### What needs to be done
Reproduce each of the entries below word for word, keeping every line in its original order.

### Data for processing
........
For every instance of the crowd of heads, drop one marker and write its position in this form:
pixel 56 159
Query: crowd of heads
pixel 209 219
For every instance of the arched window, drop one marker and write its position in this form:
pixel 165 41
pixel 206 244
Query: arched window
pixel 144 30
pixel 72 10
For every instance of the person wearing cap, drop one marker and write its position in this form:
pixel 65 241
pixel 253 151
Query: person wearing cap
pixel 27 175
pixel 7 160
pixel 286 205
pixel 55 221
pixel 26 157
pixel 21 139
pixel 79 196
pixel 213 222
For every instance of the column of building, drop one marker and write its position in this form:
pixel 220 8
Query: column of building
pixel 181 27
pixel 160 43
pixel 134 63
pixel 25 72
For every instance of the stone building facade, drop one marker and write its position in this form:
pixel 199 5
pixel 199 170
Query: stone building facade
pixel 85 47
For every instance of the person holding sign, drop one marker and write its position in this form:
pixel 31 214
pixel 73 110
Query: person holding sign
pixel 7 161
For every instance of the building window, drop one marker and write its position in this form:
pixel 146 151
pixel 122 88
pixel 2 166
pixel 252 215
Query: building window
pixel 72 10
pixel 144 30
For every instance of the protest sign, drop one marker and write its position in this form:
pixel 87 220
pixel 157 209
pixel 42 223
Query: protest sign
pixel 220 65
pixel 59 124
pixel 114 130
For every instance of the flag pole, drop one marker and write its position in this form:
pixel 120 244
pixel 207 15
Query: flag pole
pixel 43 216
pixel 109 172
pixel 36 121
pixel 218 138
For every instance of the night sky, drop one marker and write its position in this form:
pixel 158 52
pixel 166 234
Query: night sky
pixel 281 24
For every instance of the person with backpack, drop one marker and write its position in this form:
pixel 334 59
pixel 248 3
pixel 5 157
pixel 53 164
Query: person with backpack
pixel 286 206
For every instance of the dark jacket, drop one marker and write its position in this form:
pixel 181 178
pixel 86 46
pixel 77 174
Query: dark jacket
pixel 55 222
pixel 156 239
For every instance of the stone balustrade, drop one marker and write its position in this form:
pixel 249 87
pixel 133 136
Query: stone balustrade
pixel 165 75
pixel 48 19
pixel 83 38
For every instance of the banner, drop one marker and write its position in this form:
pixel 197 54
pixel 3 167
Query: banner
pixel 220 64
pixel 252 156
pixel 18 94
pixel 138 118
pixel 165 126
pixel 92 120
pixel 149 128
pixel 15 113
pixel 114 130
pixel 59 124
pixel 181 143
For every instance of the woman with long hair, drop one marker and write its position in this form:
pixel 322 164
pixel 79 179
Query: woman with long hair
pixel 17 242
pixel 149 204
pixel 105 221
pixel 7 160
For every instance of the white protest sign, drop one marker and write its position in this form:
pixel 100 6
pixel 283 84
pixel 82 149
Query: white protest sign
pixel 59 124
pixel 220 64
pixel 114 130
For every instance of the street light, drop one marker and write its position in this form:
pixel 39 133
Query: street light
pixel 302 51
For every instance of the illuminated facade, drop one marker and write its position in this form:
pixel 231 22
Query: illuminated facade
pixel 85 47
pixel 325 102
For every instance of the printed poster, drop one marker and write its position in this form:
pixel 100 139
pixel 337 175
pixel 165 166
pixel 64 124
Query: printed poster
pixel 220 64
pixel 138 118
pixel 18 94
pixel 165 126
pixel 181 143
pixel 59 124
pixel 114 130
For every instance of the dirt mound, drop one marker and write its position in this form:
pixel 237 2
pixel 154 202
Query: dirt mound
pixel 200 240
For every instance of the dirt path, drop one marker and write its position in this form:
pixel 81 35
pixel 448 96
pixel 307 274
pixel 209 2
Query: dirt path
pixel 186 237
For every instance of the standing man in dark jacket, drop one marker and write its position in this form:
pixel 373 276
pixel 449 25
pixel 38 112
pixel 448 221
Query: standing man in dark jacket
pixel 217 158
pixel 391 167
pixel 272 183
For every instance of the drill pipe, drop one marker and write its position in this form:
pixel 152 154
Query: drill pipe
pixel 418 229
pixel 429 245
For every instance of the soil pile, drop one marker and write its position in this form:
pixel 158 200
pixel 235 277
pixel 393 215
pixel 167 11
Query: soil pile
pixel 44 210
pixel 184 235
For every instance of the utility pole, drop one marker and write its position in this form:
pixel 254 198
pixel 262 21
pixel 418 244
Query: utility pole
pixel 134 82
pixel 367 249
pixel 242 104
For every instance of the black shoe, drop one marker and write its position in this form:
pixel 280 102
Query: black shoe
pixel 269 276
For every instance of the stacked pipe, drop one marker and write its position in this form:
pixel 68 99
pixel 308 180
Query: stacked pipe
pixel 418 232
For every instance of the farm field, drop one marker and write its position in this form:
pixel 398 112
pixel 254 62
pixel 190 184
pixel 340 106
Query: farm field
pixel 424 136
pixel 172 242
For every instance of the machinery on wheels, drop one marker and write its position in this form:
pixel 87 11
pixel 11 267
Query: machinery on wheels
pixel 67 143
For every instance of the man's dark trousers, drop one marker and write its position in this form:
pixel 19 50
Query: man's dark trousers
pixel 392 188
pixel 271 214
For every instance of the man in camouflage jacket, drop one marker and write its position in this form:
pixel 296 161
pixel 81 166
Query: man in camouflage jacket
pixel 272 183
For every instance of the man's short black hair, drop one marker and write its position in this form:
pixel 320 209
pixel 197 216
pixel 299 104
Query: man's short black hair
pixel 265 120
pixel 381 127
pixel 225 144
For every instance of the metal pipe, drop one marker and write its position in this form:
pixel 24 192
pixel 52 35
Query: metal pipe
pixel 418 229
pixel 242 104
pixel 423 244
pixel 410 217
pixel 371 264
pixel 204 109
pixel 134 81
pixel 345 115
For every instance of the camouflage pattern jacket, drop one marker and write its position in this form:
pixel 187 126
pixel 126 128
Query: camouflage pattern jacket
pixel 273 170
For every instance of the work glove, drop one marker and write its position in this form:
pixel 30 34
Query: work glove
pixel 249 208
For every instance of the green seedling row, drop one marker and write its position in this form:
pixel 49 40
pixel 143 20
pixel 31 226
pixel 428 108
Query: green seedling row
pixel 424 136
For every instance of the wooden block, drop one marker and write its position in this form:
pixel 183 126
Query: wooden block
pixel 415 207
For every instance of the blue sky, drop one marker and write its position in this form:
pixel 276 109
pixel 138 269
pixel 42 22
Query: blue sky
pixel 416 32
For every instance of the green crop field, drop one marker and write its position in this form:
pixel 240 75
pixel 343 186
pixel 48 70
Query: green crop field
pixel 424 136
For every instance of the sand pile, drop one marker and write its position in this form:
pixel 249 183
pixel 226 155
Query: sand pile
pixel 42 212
........
### The completed task
For every instance of the crowd of heads, drop one marker and write its position in this form:
pixel 56 159
Query: crowd of heads
pixel 209 219
For every instance of the arched window, drop one marker and write its position in this form:
pixel 165 41
pixel 206 244
Query: arched window
pixel 144 30
pixel 72 10
For every instance of the person wearing cap, drop one marker and write its position in this form:
pixel 65 241
pixel 253 151
Query: person wearing cap
pixel 27 175
pixel 7 160
pixel 286 205
pixel 55 221
pixel 26 157
pixel 21 139
pixel 79 196
pixel 213 222
For every instance of the column of building, drop one marker and write its position in this form:
pixel 220 8
Query: column of building
pixel 181 27
pixel 160 43
pixel 134 63
pixel 25 72
For every instance of the stone building facade, drop one marker and write its position in this form:
pixel 199 5
pixel 199 170
Query: stone building facade
pixel 85 47
For every instance of the person holding sign, drop one marker and write its position in this form:
pixel 31 214
pixel 73 110
Query: person holding sign
pixel 7 161
For every instance of the building window, drop one marker and write its position in this form:
pixel 146 151
pixel 122 88
pixel 2 166
pixel 252 215
Query: building window
pixel 72 10
pixel 144 30
For every instance of the protest sign, drop one marker and write its position in this form:
pixel 87 220
pixel 157 209
pixel 42 223
Query: protest sign
pixel 220 65
pixel 59 124
pixel 114 130
For every instance of the flag pole, drop one marker and write its position in this form:
pixel 120 244
pixel 207 15
Query: flag pole
pixel 43 216
pixel 109 172
pixel 36 121
pixel 218 138
For every instance of the night sky, drop one marker and write its position in this form:
pixel 158 52
pixel 166 234
Query: night sky
pixel 281 24
For every instance of the person with backpack, drop one marker and write its position in this form:
pixel 334 59
pixel 248 3
pixel 5 157
pixel 53 164
Query: person with backpack
pixel 286 206
For every instance of the dark jacket, drop one marker and write its position in this form:
pixel 181 178
pixel 86 46
pixel 77 174
Query: dark jacket
pixel 55 222
pixel 156 239
For every instance of the stone balustrade, drop one marker and write its position in this form:
pixel 249 87
pixel 133 136
Query: stone balustrade
pixel 165 75
pixel 48 19
pixel 83 38
For every instance of the banner, drop one marker and write its position in this form:
pixel 197 54
pixel 3 167
Query: banner
pixel 220 64
pixel 252 156
pixel 18 94
pixel 138 118
pixel 165 126
pixel 92 120
pixel 149 128
pixel 15 113
pixel 114 130
pixel 59 124
pixel 181 143
For every instance of the woman with long hair, drop one marker and write its position in this form:
pixel 322 164
pixel 79 179
Query: woman with long hair
pixel 17 242
pixel 149 204
pixel 105 221
pixel 7 160
For every instance of the white protest sign, drop one marker and write its position in this form:
pixel 100 6
pixel 283 84
pixel 82 149
Query: white protest sign
pixel 59 124
pixel 220 64
pixel 114 130
For every instance of the street light, drop one marker and write its position in this form:
pixel 39 133
Query: street light
pixel 302 51
For every instance of the illuminated facade, drop one marker and write its position in this form:
pixel 231 22
Query: illuminated facade
pixel 85 47
pixel 325 102
For every instance of the printed poster, drop one marker and write its position in this form:
pixel 100 139
pixel 337 175
pixel 165 166
pixel 64 124
Query: printed poster
pixel 220 64
pixel 138 118
pixel 18 94
pixel 165 126
pixel 181 143
pixel 59 124
pixel 114 130
For every instance of the dirt mound, drop one marker and write its position in this form:
pixel 237 2
pixel 154 202
Query: dirt mound
pixel 200 240
For every instance of the dirt path, drop one marker and write its position in this form:
pixel 81 35
pixel 448 96
pixel 307 274
pixel 209 2
Query: dirt path
pixel 186 237
For every instance of the standing man in dark jacket, drop one marker and write its position in this form:
pixel 373 276
pixel 449 25
pixel 38 112
pixel 448 221
Query: standing man in dark jacket
pixel 217 158
pixel 391 167
pixel 272 183
For every instance of the drill pipe, drop one marker and write its position in this form:
pixel 152 154
Query: drill pipe
pixel 418 229
pixel 429 245
For every instance of the soil pile, drop one marker and write its position in this form:
pixel 158 200
pixel 235 277
pixel 393 215
pixel 167 11
Query: soil pile
pixel 44 210
pixel 184 235
For every instance of the utility pole, drop one marker and write its position in this form:
pixel 254 198
pixel 262 21
pixel 418 244
Query: utility pole
pixel 134 82
pixel 367 249
pixel 242 104
For every instance of the black shoe, drop one marker and write its position in this form:
pixel 280 102
Query: black shoe
pixel 269 276
For every instance of the stacked pipe, drop one marker and write its position in this form:
pixel 68 99
pixel 308 180
Query: stacked pipe
pixel 418 232
For every instance of the farm field, drop one marker and write its position in this form:
pixel 398 112
pixel 254 62
pixel 190 184
pixel 340 106
Query: farm field
pixel 424 136
pixel 172 242
For every instance of the machinery on wheels, drop one marker and write its position in this form:
pixel 87 11
pixel 11 267
Query: machinery on wheels
pixel 67 143
For every instance of the man's dark trousers, drop one marker and write its position in this form:
pixel 19 50
Query: man's dark trousers
pixel 392 188
pixel 271 214
For every instance of the man in camouflage jacket, drop one marker and write its position in this form:
pixel 296 161
pixel 81 166
Query: man in camouflage jacket
pixel 272 183
For every instance of the man's short black hair, drop one marker and write its position in this form:
pixel 320 209
pixel 197 216
pixel 299 104
Query: man's short black hair
pixel 265 120
pixel 381 127
pixel 225 144
For every instance of the metal pipe, drop one marker and write its position in this form:
pixel 24 192
pixel 52 35
Query: metal pipe
pixel 418 229
pixel 242 104
pixel 423 244
pixel 410 217
pixel 371 264
pixel 204 109
pixel 134 81
pixel 345 115
For every instance of the camouflage pattern jacket, drop one marker and write its position in this form:
pixel 187 126
pixel 126 128
Query: camouflage pattern jacket
pixel 273 170
For every instance of the work glove, drop one marker and write its position in this form:
pixel 30 34
Query: work glove
pixel 249 208
For every instance of the green seedling row, drop one marker and write its position in this form:
pixel 49 40
pixel 143 20
pixel 31 226
pixel 428 108
Query: green seedling row
pixel 424 136
For every instance of the wooden block, drop one marker and write its position in this form:
pixel 183 126
Query: wooden block
pixel 415 207
For every instance of the blue sky, drop one marker and write its position in this form:
pixel 276 109
pixel 138 269
pixel 42 22
Query: blue sky
pixel 416 32
For every instance of the green crop field, drop one marker and write its position in this form:
pixel 240 75
pixel 343 186
pixel 48 70
Query: green crop field
pixel 424 136
For every instance of the sand pile, drop one marker and write its position in this form:
pixel 249 183
pixel 226 155
Query: sand pile
pixel 42 212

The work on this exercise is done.